Excerpts of location labeling data:
_ _ _
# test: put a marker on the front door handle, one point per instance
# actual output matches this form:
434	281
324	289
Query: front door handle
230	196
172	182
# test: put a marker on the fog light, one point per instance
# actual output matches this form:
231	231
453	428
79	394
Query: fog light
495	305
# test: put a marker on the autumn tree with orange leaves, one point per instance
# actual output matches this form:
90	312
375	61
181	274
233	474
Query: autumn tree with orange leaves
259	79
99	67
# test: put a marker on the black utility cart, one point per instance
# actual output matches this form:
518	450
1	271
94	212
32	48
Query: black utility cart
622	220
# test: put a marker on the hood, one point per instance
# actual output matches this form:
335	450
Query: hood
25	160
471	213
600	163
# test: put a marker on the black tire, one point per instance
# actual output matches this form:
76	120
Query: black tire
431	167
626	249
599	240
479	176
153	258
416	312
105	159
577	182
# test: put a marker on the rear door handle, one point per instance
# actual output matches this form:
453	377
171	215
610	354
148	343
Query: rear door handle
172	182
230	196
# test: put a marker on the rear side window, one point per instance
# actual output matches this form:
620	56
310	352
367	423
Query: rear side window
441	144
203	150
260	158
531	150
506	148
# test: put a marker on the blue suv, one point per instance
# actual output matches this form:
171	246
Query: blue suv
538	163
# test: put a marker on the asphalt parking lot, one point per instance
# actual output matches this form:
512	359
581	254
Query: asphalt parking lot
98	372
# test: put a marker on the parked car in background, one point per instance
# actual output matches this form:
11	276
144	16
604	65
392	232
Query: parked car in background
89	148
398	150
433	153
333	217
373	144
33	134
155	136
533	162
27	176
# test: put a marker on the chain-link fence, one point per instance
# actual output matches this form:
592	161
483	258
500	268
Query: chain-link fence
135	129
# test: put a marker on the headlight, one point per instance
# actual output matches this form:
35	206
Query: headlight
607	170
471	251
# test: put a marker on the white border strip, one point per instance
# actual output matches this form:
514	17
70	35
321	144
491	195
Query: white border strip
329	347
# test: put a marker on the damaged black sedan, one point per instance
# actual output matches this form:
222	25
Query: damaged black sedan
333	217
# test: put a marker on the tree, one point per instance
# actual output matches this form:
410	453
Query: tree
_ _ _
[What needs to be done] Everything from the line containing "# test: put a marker on the headlight, one" to the last line of the entries above should be quoted exactly, and only that.

[Written solution]
# test: put a marker on the headlight, one point per instance
# actual output matches this form:
35	206
Query: headlight
607	170
471	251
# test: put a marker on the white border strip, one point per instance
# actual output matches this form:
514	17
70	35
321	144
491	195
Query: white border strip
329	347
# test: put a marker on the damaged black sedan, one point per instance
# actual output matches this form:
222	25
Query: damaged black sedan
333	217
# test: put a marker on the tree, one point per instance
# actual output matches this form:
410	453
Query: tree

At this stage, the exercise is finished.